══ KUTIPAN PILIHAN
Sabtu, 17 Mei 2014

KACAMATA POLA PENGAJARAN KURANG BENAR JURUSAN EKONOMI SYAIAH

“Artikel yang menjelaskan tentang pola pengajaran yang salah. Pangajaran yang menjauhi esensi dari konsep ekonomi syariah itu sendiri. Pengajaran yang seharusnya mencerminkan rahmatal lilalamin sehingga terlihat melakukan ekspansi negative terhadap sistem non ekonomi syariah
Dasar Anggapan Lebih Baik
Bebrapa pengajar mata kuliah terkait ke-ekonomi-an syariah disalah satu jurusan ekonomi di Universitas Kerajaan Timur menduduki posisi pemikiran yang lumayan aneh. Menjastis dan menyalahkan sistem non ekonomi syariah (SNES). Ya, itulah tugas mereka sehari-hari dalam pengajaran diruang-ruang kuliah bersama. Doktrinasi tentang SNES atau mudahnya disebutan sistem ekonomi konvensional (SEK) merupakan suatau sistem yang salah, kurang tepat, dan tidak benar. Begitulah pekerjaan pengajar-pengajar di Kerajaan itu.
Menurut pemahaman para pengajar di sana, SEK diartikan sebagai seluruh kegiatan SNES. Tak perduli paham sistem ekonomi pancasila, kapitalis, komunis, liberal, sosialis semua dipukul rata, sebagai sistem ekonomi konvensional.
Alasan meraka menghakimi sejauh ini lebih ditekankan pada dasar sistem ekonomi syariah (SES) yang tidak menggunakan unsur ribawi/bunga. SES juga berusaha mengharuskan setiap manusia dalam berekonomi harus mengedepankan paham tolong-menolong, praktik ekonomi melalui jalan halal dan pengeluaran zakat setiap tahunnya.
Mereka menganggap riba adalah gagasan yang dapat menimbulkan kesenjangan kelas, kemiskinan berantai, kehancuran suatu pemerintahan Negara, terlebih dilarang oleh agama islam. Praktik-praktik ribawi sangat ditentang oleh mereka. Menurut mereka, kenapa Indonesia dan Yunani sampai saat ini belum mampu membenahi perekonomian negaranya? Hal demikian dikarenakan Indonesia dan Yunani sampai sekarang sering melakukan praktik ribawi pinjam-meminjam modal/uang dengan World Bank dan Internasional Monetary Found (IMF).Selain itu, atas perbuatannya, orang-orang yang melakukan praktik ribawi juga dianggap akan masuk neraka karena dianggap melanggar ayat Tuhan, wa halalul bai’ wa harramu riba serta mendukung munculnya kemiskinan, kesengsaraan dan fatalnya kelaparan massal.
════
▶ YANG HARUS DIKERJAKAN:
Jawablah pertanyaan berikut berdasarkan artikel tentang pola pengajaran ekonomi syariah di atas.
(a) Di universitas mana para pengajar yang dibahas dalam artikel itu mengajar?
(b) Paham sistem ekonomi apa saja yang dipukul rata sebagai sistem ekonomi konvensional?
(c) Tiga hal apa yang diharuskan sistem ekonomi syariah dalam berekonomi?
══ DATA YANG DISEDIAKAN
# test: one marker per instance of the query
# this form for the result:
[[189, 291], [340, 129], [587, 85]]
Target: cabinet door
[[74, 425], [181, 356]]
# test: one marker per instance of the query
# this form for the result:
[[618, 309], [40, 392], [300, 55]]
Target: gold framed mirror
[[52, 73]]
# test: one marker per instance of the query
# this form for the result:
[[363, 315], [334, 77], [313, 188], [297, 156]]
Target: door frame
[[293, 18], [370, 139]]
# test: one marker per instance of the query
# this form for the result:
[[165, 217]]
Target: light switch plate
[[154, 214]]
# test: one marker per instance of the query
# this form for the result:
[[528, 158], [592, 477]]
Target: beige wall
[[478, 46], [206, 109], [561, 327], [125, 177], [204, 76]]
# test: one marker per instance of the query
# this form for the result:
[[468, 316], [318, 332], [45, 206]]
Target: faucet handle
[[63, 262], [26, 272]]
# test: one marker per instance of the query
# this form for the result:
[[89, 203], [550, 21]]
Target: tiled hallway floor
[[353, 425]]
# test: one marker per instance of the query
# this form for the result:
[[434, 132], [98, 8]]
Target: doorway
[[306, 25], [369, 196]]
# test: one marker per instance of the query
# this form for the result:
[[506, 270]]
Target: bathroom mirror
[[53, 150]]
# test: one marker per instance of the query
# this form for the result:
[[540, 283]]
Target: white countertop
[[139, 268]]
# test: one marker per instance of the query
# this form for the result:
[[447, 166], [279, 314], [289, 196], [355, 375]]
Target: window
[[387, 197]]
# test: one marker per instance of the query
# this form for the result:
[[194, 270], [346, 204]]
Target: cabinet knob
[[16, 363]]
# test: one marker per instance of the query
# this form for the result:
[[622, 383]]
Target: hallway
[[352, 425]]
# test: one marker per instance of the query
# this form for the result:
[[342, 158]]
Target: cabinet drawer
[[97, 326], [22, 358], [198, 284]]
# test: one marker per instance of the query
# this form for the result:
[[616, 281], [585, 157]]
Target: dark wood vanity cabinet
════
▶ JAWABAN SOAL:
(a) Di Universitas Kerajaan Timur.
(b) Paham sistem ekonomi pancasila, kapitalis, komunis, liberal, dan sosialis.
(c) Mengedepankan paham tolong-menolong, menjalankan praktik ekonomi melalui jalan halal, dan mengeluarkan zakat setiap tahun.